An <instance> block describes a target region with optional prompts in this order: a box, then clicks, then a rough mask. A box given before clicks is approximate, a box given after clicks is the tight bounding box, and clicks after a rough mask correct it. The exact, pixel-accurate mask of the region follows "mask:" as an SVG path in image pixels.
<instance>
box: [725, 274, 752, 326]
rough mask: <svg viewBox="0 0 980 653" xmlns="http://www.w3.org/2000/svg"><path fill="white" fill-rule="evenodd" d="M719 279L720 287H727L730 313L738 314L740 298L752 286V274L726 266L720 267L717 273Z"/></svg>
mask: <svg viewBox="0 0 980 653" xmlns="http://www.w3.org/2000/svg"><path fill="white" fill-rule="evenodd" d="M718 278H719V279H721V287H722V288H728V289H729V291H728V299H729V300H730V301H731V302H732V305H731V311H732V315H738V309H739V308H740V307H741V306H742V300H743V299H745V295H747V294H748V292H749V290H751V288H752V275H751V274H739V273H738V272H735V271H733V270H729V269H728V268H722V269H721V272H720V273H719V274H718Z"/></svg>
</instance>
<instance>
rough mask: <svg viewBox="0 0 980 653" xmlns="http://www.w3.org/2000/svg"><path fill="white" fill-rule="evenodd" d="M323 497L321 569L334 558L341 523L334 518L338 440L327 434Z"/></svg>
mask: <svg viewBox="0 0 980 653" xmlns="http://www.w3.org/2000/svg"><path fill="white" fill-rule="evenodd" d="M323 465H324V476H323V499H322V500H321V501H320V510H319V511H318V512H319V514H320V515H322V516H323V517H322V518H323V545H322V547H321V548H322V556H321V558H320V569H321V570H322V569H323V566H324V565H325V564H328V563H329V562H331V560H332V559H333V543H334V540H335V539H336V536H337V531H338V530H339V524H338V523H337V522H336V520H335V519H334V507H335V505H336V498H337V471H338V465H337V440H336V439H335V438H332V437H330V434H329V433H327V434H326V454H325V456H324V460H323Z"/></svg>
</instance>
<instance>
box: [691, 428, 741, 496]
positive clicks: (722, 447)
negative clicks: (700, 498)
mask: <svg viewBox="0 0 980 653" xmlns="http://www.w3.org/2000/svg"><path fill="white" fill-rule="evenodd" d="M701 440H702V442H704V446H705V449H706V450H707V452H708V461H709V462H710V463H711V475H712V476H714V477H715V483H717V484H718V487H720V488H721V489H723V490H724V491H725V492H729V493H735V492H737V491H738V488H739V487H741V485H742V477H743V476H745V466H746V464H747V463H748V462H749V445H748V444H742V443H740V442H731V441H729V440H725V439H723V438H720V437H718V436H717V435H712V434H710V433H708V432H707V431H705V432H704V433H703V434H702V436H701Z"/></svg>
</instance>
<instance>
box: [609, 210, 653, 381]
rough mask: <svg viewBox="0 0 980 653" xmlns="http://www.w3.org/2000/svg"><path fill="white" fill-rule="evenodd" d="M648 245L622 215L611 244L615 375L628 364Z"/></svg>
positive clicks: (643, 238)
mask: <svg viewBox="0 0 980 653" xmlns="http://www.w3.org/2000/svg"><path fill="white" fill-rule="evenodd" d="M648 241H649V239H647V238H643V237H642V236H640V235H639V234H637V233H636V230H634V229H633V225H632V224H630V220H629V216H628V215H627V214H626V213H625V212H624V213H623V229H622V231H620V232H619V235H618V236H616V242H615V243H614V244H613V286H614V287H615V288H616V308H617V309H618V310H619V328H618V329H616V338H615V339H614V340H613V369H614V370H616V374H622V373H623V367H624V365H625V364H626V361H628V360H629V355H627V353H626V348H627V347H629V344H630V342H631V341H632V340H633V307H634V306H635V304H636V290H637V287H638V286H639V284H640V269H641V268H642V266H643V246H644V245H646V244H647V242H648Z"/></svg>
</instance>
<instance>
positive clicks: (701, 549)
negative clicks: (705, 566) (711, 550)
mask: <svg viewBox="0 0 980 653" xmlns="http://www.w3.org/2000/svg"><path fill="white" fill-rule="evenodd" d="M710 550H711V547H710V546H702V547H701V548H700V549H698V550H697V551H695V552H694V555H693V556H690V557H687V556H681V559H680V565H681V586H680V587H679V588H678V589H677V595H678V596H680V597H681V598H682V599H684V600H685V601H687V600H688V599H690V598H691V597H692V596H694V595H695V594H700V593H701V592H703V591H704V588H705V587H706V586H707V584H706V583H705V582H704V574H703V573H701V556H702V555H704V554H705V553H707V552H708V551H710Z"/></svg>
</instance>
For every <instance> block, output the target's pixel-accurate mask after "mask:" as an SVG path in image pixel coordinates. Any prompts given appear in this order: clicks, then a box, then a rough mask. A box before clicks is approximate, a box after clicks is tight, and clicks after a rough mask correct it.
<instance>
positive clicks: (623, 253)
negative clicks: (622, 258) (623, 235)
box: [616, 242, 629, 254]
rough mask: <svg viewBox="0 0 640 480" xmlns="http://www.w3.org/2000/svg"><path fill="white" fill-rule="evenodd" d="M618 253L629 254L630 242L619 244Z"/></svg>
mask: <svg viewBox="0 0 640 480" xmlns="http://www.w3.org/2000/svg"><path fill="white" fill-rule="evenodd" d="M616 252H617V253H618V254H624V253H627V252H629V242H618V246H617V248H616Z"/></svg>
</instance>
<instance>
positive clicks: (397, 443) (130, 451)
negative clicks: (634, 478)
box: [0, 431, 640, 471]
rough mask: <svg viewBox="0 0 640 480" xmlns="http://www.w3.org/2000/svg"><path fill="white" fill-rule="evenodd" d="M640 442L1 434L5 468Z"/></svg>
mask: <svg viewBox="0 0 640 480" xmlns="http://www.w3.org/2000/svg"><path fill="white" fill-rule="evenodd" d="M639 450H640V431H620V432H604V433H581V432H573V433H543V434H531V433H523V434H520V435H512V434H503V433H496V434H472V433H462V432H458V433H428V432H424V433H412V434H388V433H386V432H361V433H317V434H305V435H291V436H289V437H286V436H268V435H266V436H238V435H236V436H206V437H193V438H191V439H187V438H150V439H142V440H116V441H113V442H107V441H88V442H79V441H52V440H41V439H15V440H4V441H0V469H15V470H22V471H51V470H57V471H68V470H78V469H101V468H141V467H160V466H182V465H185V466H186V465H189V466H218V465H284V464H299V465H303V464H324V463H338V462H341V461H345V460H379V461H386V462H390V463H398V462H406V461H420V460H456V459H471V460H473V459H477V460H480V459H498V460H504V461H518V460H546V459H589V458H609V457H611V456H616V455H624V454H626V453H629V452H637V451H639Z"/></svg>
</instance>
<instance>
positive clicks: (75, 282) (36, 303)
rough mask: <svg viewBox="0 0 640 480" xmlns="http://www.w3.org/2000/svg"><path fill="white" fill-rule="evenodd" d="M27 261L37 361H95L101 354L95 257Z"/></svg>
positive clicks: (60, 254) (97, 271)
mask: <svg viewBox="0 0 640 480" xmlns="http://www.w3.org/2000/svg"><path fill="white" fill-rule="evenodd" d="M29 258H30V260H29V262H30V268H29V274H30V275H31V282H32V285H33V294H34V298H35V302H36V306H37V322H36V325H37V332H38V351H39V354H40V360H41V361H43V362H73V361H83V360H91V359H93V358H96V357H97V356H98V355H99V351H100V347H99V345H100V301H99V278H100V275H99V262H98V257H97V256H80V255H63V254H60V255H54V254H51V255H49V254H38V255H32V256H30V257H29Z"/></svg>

__Problem__:
Pull out every line of the material that contains the string "target", copying each line in full.

__Solution for this task__:
An <instance> block describes a target region with optional prompts in this order: a box, then clicks, then a rough mask. A box given before clicks is approximate, a box given after clicks is the tight bounding box, and clicks after a rough mask correct it. The exact, pixel-accurate mask of the region follows "mask:" as an SVG path in image pixels.
For every <instance> block, output the target's pixel-accurate mask after "mask:" as an SVG path in image pixel coordinates. Any prompts given appear in this order: clicks, then a box, then a rough mask. A box before clicks is approximate, a box after clicks is tight, and clicks after a rough mask correct it.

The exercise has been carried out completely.